Directions →
Word for word, transcribe the data below from the line with "box: [66, 187, 135, 201]" to the line with "rough mask: <svg", keeping both of those lines.
Top of Records to use
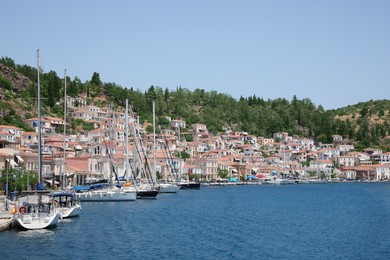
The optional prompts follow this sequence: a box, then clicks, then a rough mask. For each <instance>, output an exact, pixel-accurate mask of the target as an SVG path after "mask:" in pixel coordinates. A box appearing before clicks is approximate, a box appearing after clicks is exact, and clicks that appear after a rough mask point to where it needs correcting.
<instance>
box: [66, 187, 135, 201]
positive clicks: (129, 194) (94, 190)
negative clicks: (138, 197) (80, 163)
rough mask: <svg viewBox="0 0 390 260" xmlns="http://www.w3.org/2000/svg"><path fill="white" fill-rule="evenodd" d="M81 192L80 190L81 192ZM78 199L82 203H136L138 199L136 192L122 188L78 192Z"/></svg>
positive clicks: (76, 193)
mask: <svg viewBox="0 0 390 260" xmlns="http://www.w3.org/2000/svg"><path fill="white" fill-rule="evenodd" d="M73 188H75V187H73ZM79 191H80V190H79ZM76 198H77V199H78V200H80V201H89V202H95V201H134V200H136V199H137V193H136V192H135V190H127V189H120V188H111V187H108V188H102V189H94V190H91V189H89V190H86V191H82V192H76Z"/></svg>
Bottom of Records to use
Top of Records to use
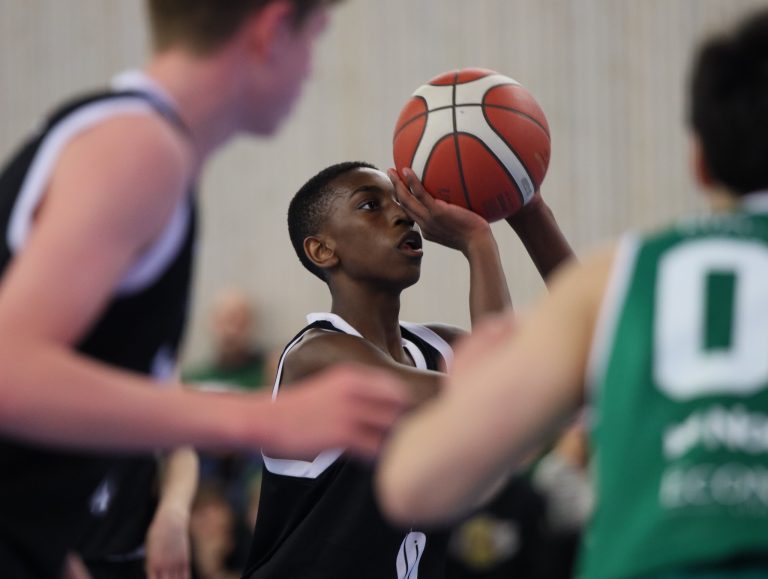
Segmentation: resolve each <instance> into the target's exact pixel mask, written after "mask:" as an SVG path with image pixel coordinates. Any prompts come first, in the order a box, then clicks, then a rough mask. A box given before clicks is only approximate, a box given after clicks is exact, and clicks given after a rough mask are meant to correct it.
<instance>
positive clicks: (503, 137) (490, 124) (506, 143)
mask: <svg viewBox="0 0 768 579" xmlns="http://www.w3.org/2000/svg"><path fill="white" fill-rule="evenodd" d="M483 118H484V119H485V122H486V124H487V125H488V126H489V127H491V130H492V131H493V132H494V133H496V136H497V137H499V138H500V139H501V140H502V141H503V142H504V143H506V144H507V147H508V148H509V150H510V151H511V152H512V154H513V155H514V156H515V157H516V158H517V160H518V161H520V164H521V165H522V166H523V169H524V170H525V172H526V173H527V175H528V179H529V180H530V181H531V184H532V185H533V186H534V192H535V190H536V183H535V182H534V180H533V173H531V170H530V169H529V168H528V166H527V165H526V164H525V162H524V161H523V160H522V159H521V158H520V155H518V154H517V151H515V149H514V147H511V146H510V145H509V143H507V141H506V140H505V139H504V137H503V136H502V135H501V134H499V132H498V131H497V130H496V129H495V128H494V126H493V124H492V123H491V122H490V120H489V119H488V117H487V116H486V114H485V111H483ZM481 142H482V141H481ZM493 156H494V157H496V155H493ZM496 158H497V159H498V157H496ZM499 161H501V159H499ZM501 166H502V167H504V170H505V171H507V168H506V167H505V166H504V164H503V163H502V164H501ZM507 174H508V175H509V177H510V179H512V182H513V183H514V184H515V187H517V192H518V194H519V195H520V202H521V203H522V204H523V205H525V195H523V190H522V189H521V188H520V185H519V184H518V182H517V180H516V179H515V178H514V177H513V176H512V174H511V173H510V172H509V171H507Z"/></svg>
Bottom of Records to use
Completed exercise →
box: [66, 187, 135, 201]
positive clicks: (129, 194) (94, 190)
negative clicks: (138, 197) (80, 163)
rough mask: <svg viewBox="0 0 390 260" xmlns="http://www.w3.org/2000/svg"><path fill="white" fill-rule="evenodd" d="M81 192L80 190L81 192ZM78 199L82 203H136L138 199L136 192L122 188L78 192Z"/></svg>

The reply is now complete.